• The request:
Copy the items below without any change, from the line containing "Where in the photo above do you see the neon" through the line containing "[38,0,558,448]", including both of those lines.

• Dataset excerpts:
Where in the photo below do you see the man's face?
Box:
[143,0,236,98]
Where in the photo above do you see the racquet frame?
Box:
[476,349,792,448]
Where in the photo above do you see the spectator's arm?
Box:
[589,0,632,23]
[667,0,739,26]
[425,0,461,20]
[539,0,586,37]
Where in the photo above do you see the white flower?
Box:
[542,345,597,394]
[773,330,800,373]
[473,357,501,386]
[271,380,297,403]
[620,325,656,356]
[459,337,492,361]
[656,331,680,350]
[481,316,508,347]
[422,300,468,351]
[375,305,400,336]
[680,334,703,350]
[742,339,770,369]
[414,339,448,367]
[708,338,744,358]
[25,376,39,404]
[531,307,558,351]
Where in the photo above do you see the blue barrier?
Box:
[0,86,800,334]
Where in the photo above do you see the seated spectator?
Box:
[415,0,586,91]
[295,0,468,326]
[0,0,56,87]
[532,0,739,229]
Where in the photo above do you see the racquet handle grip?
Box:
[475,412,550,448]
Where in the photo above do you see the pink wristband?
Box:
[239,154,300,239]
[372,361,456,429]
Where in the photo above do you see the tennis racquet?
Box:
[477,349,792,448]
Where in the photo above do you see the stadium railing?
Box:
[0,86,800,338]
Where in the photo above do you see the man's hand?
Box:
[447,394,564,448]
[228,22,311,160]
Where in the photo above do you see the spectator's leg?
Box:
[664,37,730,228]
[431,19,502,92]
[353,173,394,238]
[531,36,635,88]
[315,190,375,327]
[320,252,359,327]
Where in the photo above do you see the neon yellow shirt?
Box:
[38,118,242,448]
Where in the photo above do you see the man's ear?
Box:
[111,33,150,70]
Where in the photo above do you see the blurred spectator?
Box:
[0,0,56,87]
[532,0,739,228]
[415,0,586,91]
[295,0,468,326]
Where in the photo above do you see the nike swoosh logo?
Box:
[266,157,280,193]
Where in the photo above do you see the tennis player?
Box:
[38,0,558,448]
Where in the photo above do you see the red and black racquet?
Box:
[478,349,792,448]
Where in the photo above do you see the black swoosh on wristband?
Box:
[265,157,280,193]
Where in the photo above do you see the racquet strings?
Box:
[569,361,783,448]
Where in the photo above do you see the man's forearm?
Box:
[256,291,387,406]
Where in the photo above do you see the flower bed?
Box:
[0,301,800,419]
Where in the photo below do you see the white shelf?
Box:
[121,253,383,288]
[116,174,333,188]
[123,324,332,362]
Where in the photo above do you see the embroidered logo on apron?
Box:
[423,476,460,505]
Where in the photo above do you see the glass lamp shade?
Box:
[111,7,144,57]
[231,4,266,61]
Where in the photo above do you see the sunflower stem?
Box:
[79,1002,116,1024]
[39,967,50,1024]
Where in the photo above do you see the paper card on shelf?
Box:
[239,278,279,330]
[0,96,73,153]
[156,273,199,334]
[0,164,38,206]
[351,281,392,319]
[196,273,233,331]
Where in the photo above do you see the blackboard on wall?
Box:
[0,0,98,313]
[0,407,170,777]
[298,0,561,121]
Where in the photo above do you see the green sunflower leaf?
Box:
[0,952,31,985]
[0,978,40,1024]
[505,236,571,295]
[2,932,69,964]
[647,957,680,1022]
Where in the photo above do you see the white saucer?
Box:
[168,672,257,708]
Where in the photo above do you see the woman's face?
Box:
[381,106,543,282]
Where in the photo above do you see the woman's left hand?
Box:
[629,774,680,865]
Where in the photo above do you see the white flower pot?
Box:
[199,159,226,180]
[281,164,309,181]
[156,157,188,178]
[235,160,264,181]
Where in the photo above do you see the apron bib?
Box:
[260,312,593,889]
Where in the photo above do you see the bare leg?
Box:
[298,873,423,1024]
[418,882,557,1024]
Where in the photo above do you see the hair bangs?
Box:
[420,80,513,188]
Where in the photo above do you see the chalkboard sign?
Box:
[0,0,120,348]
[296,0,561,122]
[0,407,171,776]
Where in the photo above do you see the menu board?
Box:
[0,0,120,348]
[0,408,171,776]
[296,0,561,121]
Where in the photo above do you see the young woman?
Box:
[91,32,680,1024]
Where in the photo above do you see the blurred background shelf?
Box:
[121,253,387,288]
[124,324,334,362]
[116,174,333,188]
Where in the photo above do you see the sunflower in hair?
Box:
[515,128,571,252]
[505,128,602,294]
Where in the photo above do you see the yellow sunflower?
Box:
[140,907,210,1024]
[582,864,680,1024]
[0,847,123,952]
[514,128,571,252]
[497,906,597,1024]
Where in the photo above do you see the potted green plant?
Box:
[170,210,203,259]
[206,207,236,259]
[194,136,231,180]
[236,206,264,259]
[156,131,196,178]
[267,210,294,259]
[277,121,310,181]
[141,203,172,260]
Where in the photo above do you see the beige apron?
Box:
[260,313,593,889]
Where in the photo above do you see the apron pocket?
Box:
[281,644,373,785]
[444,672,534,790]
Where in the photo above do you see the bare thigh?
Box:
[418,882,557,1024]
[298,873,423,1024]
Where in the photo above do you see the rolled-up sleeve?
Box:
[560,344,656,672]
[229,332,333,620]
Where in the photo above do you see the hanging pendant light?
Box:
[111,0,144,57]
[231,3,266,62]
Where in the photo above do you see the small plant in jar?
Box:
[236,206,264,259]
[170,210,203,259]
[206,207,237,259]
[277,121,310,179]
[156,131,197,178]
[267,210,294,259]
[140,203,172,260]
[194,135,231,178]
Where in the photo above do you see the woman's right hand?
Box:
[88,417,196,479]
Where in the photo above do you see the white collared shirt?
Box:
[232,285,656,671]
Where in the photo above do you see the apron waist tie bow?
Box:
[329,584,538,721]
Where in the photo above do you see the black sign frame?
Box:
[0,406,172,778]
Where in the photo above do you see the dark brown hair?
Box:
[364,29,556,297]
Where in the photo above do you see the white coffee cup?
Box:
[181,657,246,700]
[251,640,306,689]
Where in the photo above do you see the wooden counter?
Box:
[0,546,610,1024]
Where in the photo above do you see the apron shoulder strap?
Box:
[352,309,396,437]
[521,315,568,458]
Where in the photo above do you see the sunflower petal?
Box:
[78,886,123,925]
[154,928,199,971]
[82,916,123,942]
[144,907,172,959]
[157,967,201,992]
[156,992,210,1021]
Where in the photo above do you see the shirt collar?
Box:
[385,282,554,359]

• Solved problem:
Where in the photo above do you see the neon yellow shirt?
Box:
[38,118,242,448]
Where in the photo above do you see the man's ear?
Box:
[111,33,150,70]
Where in the photo above do you see the blurred spectator?
Box:
[0,0,56,87]
[532,0,739,228]
[415,0,586,91]
[295,0,468,326]
Where in the photo above do you see the nike swoosh logo?
Box:
[266,157,280,193]
Where in the photo above do you see the tennis player?
Box:
[38,0,558,448]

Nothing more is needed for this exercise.